● **DOCUMENT EXTRACT**

%%

Despite the awareness of the difficulty in analysing hip-hop from a musicological standpoint, Adams, like many musicologists before him, still uses this lens as his primary tool, trying to rearrange and reinterpret the framework so that it can be used. A primary example of this, and the first music-theoretical work (and still arguably the most influential) on hip-hop is Adam Krims’ Rap Music and the Poetics of Identity (2000), who reimagined the music theory as music poetics. However like most analytical works, this focuses on the rapper and lyrics, with the beat as a side thought.
Schloss posits that whilst Krim “has moved the analysis away from specific notes and toward larger gestures, he has retained the rest of these conventions” (Schloss, 2004). The conventions here being that of the conceptual framework of western European art music, or Music Theory, as it is commonly referred to in the west. It is that framing of the analysis of European art music as Music Theory that we find some further issues when using it as a tool of hip-hop analysis.
Music Theory can be seen as a racial ideology in which the views and ideas of white persons are viewed to be more significant than the views or ideas of non-whites - (Ewell in Neely, 2020)
Whilst discussing rap music in a 2019 episode of his podcast, political commentator Ben Shapiro stated
In my view, and in the view of my music theorist father who went to music school, there are three elements to music, there is harmony, there is melody and there is rhythm. Rap only fulfils one of these, the rhythm section. There’s not a lot of melody and there’s not a lot of harmony. And thus, effectively, it is basically spoken rhythm. It’s not actually a form of music. (Daily Wire, 2019)
Although this sweeping and misinformed statement was targeted at the spoken element of hip-hop this is an opinion that is also applied to the instrumental, and points to the wider issue of trying to analyse hip-hop from a musicological perspective. If we look at Shapiro’s emphasis on his “music theorist father who went to music school”, this implies that his father has an authority on all music. This supports Philip Ewell’s argument that there “exists a “white racial frame” in music theory that is structural and institutionalized” (Ewell, 2020). It is in regard to Ewell’s work that we can clearly see that western music theory is not the main lens in which we should be looking at hip-hop, or arguably any music outside white European music of the 18th Century.

%%

● **WHAT YOU WILL DO**
• a. For the extract on hip-hop and music theory, decide whether each statement agrees with it. Answer yes or no for each, and quote the words that settle it. (i) Krims' book on rap came out in 2000. (ii) Shapiro's comments on rap were made in a 2021 episode of his podcast. (iii) Shapiro claimed rap fulfils only the melody element of music.
• b. Retype the lines of the listing exactly, from the line containing "Objective: a point on each instance of the car hood" through the end of the listing, with both ends included.

● **EXTRACTED RECORDS**
%%

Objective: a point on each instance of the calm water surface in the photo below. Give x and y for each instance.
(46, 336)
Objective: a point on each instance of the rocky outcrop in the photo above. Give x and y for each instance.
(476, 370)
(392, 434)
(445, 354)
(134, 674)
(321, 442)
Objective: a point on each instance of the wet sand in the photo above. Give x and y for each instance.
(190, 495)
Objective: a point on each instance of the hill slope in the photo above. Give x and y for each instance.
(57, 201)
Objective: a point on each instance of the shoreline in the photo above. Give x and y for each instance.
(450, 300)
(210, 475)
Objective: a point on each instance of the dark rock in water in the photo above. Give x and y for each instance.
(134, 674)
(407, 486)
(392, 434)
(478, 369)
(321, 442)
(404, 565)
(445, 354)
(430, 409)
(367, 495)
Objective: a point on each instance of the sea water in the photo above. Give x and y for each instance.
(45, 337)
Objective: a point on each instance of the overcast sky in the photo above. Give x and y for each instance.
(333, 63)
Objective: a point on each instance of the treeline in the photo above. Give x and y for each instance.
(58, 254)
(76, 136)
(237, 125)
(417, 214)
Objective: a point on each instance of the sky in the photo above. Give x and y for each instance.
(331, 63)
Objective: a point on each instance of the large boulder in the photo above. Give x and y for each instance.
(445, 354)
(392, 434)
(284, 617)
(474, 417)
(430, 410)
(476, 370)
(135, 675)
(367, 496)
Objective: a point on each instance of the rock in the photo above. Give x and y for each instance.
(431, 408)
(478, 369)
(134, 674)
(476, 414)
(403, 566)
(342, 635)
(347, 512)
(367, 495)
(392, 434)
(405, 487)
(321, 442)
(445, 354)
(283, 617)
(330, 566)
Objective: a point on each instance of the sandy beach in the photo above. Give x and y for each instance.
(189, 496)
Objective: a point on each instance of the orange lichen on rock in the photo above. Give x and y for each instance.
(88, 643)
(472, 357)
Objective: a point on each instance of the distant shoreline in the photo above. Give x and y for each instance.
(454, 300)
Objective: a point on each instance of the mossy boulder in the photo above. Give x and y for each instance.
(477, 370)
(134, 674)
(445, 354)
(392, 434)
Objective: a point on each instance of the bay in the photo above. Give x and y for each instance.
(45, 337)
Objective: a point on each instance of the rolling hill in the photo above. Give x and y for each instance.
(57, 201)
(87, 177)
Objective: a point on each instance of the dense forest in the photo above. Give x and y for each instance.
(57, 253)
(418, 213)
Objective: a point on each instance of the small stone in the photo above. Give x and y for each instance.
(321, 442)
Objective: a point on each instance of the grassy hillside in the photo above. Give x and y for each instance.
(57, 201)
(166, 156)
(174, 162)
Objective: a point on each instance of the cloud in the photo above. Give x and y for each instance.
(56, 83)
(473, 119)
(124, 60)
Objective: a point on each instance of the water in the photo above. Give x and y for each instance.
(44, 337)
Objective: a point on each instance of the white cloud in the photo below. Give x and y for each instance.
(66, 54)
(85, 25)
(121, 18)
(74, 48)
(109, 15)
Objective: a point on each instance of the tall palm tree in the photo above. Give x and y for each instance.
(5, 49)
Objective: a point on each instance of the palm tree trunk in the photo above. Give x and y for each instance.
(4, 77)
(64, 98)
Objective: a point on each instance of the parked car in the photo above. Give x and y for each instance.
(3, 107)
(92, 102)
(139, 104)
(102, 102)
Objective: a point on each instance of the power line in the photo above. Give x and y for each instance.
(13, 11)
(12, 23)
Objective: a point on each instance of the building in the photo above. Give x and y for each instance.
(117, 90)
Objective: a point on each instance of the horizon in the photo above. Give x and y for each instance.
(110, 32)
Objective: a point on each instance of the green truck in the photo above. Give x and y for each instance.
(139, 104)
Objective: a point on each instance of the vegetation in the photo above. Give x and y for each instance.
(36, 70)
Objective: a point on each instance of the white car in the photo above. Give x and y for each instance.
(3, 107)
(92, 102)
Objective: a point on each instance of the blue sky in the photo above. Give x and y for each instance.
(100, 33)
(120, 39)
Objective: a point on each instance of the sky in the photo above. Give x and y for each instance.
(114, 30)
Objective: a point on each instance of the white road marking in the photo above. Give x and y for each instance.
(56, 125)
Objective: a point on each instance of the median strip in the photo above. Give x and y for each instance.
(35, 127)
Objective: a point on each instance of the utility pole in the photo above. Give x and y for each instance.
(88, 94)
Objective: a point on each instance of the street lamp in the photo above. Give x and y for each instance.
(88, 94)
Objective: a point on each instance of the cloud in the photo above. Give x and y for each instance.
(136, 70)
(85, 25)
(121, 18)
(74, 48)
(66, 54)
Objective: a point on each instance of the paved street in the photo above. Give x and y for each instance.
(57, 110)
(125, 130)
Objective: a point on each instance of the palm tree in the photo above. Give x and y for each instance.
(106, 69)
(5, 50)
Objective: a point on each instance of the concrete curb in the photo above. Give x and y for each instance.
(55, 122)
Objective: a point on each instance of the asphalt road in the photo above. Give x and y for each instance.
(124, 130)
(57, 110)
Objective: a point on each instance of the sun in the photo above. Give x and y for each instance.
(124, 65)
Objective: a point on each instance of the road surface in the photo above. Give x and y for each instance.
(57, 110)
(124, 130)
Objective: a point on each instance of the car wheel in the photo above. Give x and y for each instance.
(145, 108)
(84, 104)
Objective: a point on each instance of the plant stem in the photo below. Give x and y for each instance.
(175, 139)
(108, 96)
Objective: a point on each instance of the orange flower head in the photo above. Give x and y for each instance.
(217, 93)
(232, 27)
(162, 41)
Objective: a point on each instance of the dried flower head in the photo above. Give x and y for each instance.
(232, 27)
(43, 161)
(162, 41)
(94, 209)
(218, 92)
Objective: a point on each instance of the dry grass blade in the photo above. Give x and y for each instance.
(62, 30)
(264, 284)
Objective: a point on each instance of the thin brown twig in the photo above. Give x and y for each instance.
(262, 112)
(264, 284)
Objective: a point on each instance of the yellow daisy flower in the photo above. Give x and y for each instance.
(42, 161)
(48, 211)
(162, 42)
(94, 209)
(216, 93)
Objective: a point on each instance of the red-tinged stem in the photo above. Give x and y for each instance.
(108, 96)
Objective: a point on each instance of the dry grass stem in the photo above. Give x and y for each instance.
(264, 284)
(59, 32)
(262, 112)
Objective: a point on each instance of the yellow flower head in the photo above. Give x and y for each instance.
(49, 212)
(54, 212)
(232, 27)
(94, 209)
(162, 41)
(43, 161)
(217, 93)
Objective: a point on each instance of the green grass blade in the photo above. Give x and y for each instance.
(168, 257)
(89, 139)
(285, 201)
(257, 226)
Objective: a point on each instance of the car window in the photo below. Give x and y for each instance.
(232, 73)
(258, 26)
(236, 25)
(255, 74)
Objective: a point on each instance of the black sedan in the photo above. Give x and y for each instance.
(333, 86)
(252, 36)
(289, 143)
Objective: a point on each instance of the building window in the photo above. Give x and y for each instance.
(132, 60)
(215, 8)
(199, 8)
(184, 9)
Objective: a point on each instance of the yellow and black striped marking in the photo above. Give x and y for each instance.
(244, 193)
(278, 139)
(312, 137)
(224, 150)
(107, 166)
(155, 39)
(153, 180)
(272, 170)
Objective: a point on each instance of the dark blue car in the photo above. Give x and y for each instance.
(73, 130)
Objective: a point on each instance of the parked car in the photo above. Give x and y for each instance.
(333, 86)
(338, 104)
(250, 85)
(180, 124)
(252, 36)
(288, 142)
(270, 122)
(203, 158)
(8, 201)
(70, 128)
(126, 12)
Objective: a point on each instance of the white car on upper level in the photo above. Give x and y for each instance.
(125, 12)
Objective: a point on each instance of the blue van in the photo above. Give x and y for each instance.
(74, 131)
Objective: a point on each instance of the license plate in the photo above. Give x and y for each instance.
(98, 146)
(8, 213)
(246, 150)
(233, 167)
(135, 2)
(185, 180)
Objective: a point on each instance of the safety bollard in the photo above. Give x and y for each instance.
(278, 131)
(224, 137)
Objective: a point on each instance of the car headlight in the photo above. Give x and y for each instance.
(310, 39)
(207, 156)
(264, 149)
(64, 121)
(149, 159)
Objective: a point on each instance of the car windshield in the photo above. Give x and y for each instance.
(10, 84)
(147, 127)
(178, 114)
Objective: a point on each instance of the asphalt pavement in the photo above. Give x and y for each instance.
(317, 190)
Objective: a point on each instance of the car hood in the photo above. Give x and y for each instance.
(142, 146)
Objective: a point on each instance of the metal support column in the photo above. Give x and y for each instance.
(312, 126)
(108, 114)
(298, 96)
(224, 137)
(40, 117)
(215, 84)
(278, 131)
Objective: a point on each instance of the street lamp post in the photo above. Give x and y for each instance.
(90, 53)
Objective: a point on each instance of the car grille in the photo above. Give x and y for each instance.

%%

● **ANSWERS FOR THIS EXERCISE**
• a.
(i) Yes: "Adam Krims’ Rap Music and the Poetics of Identity (2000)"
(ii) No: "in a 2019 episode of his podcast"
(iii) No: "Rap only fulfils one of these, the rhythm section."

• b.
Objective: a point on each instance of the car hood in the photo above. Give x and y for each instance.
(142, 146)
Objective: a point on each instance of the metal support column in the photo above. Give x and y for each instance.
(312, 126)
(108, 114)
(298, 96)
(224, 137)
(40, 117)
(215, 84)
(278, 131)
Objective: a point on each instance of the street lamp post in the photo above. Give x and y for each instance.
(90, 53)
Objective: a point on each instance of the car grille in the photo above. Give x and y for each instance.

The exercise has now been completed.